The section on pandemic preparedness, correctly identified as a core national interest, is telling. It touts the US government’s proactive efforts to stop significant outbreaks of Ebola in Uganda and Marburg in Tanzania, celebrating that “zero cases reached American shores.” But there is no discussion of how this system works, particularly its dependence on the health workers now at risk.
PEPFAR infrastructure was essential to the rapid containment of Uganda’s Ebola outbreak in 2022-23: the program’s transport system for HIV samples was repurposed for hemorrhagic fever samples, while local partners leveraged their relationships with clinics to educate more people about infection prevention and control. Likewise, during the COVID-19 pandemic, PEPFAR-supported laboratory sites across Africa performed testing, and community health workers applied their strategies for HIV contact tracing to surveillance of the outbreak.
The 208,800 community health workers who are the PEPFAR program’s eyes and ears are the first to notice unusual disease patterns, report unexplained illness clusters, and relay community signals to national surveillance teams. Lose them and America’s early-warning capacity collapses.
Responding to outbreaks where they originate is cheaper and safer than waiting until they reach America. COVID-19, after all, cost the US economy trillions of dollars and killed more than one million Americans. In view of this, PEPFAR’s annual budget of around $6 billion is hardly excessive; rather, it is a high-return investment in national security.
The US strategy aims to complete bilateral agreements by December 31 and begin implementation by April, giving policymakers a three-month window. But government employment processes typically require two years to navigate budget approvals, create positions, recruit competitive candidates, and set salaries. Uganda’s successful health-worker transition followed a similar timeline. Rushing the handover risks triggering a mass exodus.
The US government has promised to employ dedicated staff members in each country to focus on validating and auditing surveillance data. But without community health workers to conduct contact tracing during disease outbreaks and maintain the community trust required for rapid case identification, there will be no data to process.
To be sure, the strategy identifies a major problem: less than 40% of PEPFAR funding goes to frontline supplies and health-care workers. Reforms are clearly needed. But there is a difference between a thoughtful transition and a rapid dismantling. Continuity of institutional knowledge is crucial, and Congress should require the State Department to set realistic timelines that match administrative realities and develop comprehensive workforce transition plans that include terms for retention bonuses and severance packages. Bilateral agreements should include binding commitments from recipient governments to maintain pandemic-surveillance capacity regardless of domestic political pressures.
Most importantly, policymakers must understand that 270,000 health-care workers are more than a line item; they are the backbone of the disease-surveillance system protecting American lives. The same community health workers testing for HIV today will test for tomorrow’s novel pathogen. The trust they build with marginalized populations now will be essential for vaccine uptake during the next outbreak. Funding the people who help keep Americans safe should not be seen as charity, but rather as spending that serves Americans’ own interest in staying healthy.

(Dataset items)
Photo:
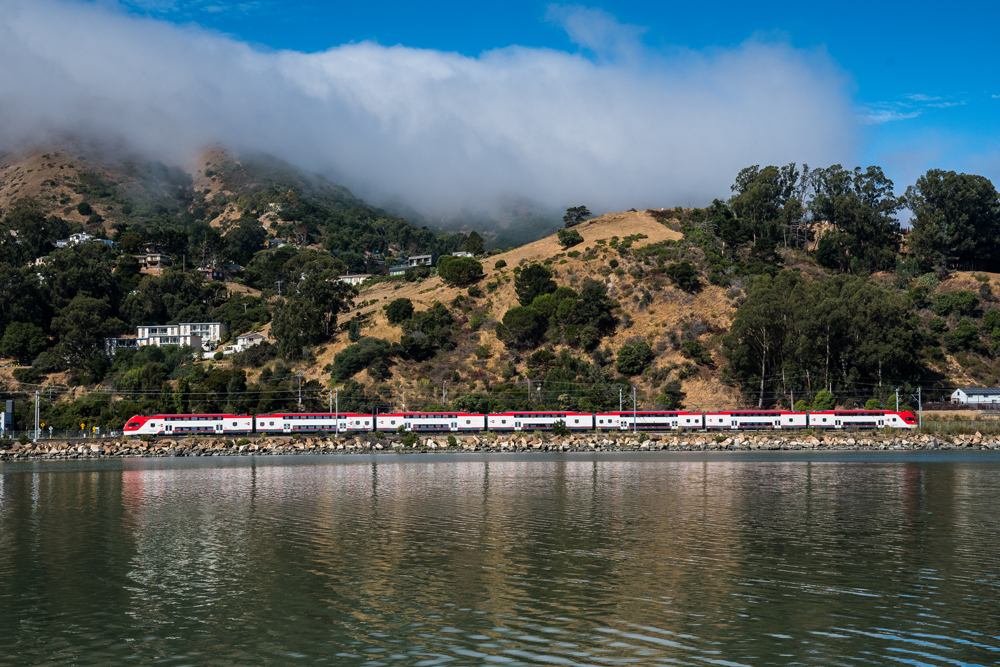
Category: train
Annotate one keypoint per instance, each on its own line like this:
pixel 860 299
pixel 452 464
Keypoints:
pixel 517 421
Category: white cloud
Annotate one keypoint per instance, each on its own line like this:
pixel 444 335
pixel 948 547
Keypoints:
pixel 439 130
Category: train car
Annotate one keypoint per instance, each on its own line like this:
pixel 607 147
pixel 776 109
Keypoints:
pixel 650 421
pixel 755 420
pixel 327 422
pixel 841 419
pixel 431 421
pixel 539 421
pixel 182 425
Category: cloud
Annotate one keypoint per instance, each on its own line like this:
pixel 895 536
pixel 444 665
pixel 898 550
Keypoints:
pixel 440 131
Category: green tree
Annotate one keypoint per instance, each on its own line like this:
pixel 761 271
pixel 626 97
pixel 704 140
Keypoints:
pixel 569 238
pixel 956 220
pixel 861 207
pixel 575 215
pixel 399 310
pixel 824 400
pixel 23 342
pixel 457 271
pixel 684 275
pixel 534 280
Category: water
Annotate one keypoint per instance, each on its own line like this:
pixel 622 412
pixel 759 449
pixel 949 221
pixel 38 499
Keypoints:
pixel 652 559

---

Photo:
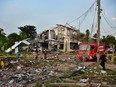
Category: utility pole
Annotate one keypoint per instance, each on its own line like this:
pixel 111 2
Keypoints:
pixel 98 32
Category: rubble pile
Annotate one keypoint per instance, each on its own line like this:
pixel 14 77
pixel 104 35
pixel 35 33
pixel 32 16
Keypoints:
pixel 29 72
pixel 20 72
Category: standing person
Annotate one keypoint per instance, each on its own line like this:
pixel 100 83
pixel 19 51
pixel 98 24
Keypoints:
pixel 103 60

Work instructions
According to the PEPFAR extract, about how much is the program's annual budget?

The completed task
Around $6 billion.